Extrait du texte
Dans un Cuba en crise économique, la soupe populaire fait le plein

Photo: ADALBERTO ROQUE / © AFP


Par Leticia PINEDA / © 2021 AFP

Avec une grande cuillère en bois, le cuisinier « Pepin » mélange 136 kilos de viande hachée avec de la sauce tomate: le repas que sert une institution religieuse cubaine à 2.200 habitants d’un quartier pauvre de La Havane.

Avant l’arrivée du coronavirus sur l’île, en mars 2020, quelque 700 personnes venaient chaque jour à cette soupe populaire. La crise économique provoquée par la pandémie et le renforcement des sanctions américaines a fait exploser le nombre de bénéficiaires.

« Pepin », c’est le surnom de Pedro Pablo Vazquez, aux fourneaux pour ce projet communautaire baptisé Quisicuaba et consacré à la réinsertion sociale dans le quartier Los Sitios, l’un des plus pauvres de la capitale cubaine.

 

soupe populaire
Le Cubain Pedro Pablo Vazquez, surnommé « Pepin », cuisine pour le projet communautaire Quisicuaba, le 1er novembre 2021 à La Havane. (Photo: ADALBERTO ROQUE / © AFP)

À produire
Pourriez-vous transcrire mot pour mot l'article ci-dessus sur la soupe populaire à Cuba, en entier ? Les enregistrements qui suivent n'ont aucun lien avec l'article.

Données extraites
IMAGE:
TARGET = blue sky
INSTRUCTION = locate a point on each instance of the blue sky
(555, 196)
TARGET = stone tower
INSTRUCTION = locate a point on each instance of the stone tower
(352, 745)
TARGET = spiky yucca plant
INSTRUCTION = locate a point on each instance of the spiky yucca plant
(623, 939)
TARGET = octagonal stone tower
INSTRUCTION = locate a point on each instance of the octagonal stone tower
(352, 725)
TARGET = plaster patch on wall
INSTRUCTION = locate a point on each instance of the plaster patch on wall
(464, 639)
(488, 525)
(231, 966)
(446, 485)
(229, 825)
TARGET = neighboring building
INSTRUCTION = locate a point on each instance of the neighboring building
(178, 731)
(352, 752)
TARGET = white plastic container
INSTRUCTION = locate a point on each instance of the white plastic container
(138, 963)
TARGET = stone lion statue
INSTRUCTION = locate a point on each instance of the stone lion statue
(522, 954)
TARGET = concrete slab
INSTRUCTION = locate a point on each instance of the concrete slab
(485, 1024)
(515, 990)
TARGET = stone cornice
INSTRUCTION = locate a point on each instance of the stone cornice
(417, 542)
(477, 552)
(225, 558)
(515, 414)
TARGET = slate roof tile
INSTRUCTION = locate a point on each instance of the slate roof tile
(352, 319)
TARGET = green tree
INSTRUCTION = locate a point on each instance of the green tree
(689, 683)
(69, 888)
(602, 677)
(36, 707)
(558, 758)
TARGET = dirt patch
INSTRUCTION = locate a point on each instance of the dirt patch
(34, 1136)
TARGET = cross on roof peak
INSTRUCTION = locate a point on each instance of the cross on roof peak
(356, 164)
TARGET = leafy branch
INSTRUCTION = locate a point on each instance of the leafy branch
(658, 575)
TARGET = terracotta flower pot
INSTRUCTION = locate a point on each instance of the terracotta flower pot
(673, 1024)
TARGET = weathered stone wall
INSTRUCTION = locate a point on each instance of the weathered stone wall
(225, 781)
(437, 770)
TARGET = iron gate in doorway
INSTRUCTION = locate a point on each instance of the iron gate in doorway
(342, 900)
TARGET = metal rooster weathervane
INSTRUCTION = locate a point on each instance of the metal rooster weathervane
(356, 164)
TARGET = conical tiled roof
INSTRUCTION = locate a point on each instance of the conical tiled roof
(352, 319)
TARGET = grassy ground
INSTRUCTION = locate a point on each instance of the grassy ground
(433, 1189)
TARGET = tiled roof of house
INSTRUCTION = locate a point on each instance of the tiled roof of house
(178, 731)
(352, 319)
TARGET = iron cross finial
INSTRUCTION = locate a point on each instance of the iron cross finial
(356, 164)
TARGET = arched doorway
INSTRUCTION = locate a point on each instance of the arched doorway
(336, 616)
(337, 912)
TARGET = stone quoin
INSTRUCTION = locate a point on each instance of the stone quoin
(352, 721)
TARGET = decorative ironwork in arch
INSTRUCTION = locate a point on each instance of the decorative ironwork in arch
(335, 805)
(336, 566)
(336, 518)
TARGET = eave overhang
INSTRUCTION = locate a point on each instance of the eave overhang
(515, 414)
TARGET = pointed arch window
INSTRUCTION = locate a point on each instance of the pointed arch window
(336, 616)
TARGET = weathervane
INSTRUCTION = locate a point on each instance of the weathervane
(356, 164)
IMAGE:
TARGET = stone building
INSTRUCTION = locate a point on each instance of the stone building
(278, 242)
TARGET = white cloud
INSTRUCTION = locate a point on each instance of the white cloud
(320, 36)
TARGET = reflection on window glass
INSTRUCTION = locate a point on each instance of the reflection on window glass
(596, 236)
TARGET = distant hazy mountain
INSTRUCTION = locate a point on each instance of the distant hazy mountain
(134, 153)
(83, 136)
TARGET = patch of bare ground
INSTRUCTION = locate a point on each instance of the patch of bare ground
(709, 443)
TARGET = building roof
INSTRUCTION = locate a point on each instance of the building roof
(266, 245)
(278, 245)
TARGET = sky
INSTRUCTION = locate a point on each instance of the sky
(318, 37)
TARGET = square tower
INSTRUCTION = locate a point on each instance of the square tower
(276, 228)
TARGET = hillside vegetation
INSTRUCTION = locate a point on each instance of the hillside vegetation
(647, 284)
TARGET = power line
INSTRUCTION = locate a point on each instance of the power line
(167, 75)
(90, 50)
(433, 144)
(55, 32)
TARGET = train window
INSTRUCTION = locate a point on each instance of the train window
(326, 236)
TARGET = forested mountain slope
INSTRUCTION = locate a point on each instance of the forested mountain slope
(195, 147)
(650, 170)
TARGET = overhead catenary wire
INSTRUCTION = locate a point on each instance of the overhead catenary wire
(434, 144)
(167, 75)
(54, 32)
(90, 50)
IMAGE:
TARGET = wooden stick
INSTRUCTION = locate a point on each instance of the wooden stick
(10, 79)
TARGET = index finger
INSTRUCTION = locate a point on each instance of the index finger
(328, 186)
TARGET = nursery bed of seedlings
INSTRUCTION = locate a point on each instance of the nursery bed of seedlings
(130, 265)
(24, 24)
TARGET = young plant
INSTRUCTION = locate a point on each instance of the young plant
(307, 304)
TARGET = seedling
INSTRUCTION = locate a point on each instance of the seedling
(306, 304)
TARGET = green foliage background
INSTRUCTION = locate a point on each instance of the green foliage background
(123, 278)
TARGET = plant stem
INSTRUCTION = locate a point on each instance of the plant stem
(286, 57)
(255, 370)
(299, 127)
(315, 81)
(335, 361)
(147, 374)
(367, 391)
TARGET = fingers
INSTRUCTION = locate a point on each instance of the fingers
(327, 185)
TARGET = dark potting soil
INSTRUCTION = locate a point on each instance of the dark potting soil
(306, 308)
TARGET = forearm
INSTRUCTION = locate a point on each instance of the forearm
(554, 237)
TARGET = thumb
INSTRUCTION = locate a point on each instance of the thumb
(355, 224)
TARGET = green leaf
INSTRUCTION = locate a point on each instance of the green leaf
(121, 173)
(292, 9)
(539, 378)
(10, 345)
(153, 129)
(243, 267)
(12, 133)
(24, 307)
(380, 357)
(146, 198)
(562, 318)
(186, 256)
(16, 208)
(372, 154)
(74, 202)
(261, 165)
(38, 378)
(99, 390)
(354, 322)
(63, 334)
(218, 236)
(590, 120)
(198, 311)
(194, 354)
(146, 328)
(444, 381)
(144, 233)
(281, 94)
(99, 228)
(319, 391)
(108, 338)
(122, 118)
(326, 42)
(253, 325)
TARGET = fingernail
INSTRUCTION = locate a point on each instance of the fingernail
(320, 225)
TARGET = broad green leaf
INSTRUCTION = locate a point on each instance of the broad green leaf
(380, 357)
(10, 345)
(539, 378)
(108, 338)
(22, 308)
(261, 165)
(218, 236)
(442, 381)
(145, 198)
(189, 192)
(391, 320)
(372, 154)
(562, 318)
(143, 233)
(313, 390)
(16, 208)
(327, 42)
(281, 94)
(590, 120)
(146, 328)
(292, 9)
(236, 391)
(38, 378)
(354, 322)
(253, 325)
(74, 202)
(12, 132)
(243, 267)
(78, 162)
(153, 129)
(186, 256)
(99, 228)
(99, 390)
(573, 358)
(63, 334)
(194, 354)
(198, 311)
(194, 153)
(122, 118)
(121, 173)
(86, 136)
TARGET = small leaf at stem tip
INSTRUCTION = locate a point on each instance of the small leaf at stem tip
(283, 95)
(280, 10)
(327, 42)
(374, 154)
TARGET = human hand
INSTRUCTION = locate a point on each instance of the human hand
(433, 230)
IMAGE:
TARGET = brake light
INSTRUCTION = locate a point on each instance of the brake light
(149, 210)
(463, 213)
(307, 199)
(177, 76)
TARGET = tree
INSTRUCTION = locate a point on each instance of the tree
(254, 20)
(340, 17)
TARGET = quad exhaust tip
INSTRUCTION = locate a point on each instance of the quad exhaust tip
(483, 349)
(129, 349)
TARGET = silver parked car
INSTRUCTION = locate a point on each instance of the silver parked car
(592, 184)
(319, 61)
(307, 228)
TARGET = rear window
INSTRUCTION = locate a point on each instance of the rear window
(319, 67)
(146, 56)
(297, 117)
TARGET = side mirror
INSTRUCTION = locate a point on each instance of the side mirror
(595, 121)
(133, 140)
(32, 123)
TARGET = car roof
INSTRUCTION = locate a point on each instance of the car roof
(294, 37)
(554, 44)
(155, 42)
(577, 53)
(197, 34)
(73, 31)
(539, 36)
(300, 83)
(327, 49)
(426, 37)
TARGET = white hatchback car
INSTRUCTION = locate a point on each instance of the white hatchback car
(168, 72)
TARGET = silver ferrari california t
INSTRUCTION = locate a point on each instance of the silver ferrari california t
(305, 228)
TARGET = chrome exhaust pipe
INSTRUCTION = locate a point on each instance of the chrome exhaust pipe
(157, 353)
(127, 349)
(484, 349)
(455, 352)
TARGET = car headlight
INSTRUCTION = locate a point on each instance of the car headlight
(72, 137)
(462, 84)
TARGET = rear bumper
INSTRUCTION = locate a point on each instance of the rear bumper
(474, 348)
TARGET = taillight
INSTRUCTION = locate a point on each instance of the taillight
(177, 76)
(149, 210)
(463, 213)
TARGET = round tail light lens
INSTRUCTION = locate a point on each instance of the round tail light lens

Corrigé
Dans un Cuba en crise économique, la soupe populaire fait le plein

Photo: ADALBERTO ROQUE / © AFP


Par Leticia PINEDA / © 2021 AFP

Avec une grande cuillère en bois, le cuisinier « Pepin » mélange 136 kilos de viande hachée avec de la sauce tomate: le repas que sert une institution religieuse cubaine à 2.200 habitants d’un quartier pauvre de La Havane.

Avant l’arrivée du coronavirus sur l’île, en mars 2020, quelque 700 personnes venaient chaque jour à cette soupe populaire. La crise économique provoquée par la pandémie et le renforcement des sanctions américaines a fait exploser le nombre de bénéficiaires.

« Pepin », c’est le surnom de Pedro Pablo Vazquez, aux fourneaux pour ce projet communautaire baptisé Quisicuaba et consacré à la réinsertion sociale dans le quartier Los Sitios, l’un des plus pauvres de la capitale cubaine.

 

soupe populaire
Le Cubain Pedro Pablo Vazquez, surnommé « Pepin », cuisine pour le projet communautaire Quisicuaba, le 1er novembre 2021 à La Havane. (Photo: ADALBERTO ROQUE / © AFP)